Required work – Express the entries below as a single JSON list of strings, one string for each line, with blank lines omitted.

Records for this exercise –
========================================================================

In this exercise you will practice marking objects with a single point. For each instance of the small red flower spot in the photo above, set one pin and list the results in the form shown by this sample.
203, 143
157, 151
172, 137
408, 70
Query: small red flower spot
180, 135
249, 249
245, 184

========================================================================

Exercise result –
[
  "In this exercise you will practice marking objects with a single point. For each instance of the small red flower spot in the photo above, set one pin and list the results in the form shown by this sample.",
  "203, 143",
  "157, 151",
  "172, 137",
  "408, 70",
  "Query: small red flower spot",
  "180, 135",
  "249, 249",
  "245, 184"
]